**** Document text
Mr. Drogosz asserts “the violations were ongoing.” ECF 10 at ¶ 15. However, even an ongoing denial of medical treatment is not a basis for finding a grievance examiner liable. In Burks v. Raemisch, 555 F.3d 596 (7th Cir. 2009), the court of appeals affirmed the dismissal of a claim against a grievance examiner explaining “[t]he most one can say is [the grievance examiner] did nothing, when she might have gone beyond the

requirements of her job and tried to help him. A layperson’s failure to tell the medical staff how to do its job cannot be called deliberate indifference; it is just a form of failing to supply a gratuitous rescue service.” Id. at 596. The “contention that any public employee who knows (or should know) about a wrong must do something to fix it is just an effort to evade, by indirection, Monell [v. New York City Dep’t of Social Services, 436 U.S.
********
#### [Work to complete]
1. According to the court excerpt, which court decided Burks v. Raemisch, and in what year?
2. List every party name that appears in the case citations of the court excerpt.
3. Continue the court excerpt on grievance examiner liability from its final words.
**** Data supplied
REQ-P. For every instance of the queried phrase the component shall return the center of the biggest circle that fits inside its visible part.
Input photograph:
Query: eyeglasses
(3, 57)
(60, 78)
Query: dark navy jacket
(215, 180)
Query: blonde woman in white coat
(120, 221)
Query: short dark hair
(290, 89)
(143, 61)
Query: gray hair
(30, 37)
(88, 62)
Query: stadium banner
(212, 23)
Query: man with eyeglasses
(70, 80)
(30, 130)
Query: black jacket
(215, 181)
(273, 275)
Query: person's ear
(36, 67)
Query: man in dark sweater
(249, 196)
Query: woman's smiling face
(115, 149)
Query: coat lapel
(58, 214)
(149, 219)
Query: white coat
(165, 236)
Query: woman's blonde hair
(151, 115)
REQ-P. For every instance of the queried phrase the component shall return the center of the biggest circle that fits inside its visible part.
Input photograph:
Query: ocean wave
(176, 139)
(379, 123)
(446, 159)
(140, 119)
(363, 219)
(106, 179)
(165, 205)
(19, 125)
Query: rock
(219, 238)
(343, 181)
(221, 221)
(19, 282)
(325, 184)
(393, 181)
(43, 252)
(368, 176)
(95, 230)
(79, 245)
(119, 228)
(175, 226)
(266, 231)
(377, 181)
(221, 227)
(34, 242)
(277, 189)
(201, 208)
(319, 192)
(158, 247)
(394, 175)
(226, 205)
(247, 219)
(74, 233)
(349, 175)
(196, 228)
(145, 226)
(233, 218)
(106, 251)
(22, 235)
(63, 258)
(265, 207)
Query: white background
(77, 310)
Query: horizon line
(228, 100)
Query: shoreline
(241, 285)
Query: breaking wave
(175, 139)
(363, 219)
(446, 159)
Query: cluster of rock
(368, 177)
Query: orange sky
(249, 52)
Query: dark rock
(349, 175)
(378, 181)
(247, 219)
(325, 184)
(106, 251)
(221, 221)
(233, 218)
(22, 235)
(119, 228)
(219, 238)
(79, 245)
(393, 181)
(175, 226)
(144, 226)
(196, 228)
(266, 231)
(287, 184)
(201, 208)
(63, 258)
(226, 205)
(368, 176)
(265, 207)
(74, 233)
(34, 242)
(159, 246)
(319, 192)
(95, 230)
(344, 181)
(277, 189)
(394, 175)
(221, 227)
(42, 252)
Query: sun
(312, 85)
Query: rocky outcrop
********
#### [Answers to the exercises]
1. The Seventh Circuit Court of Appeals decided it in 2009.

2. Burks, Raemisch, Monell, New York City Dep't of Social Services

3.
658]’s rule that public employees are responsible for their own misdeeds but not for anyone else’s.” Id. “[P]rison officials who reject prisoners’ grievances do not become liable just because they fail to ensure adequate remedies.” Est. of Miller by Chassie v.

Marberry, 847 F.3d 425, 428 (7th Cir. 2017). “Public officials do not have a free-floating obligation to put things to rights[.]” Burks, 555 F.3d at 595. In Section D of the motion, Mr.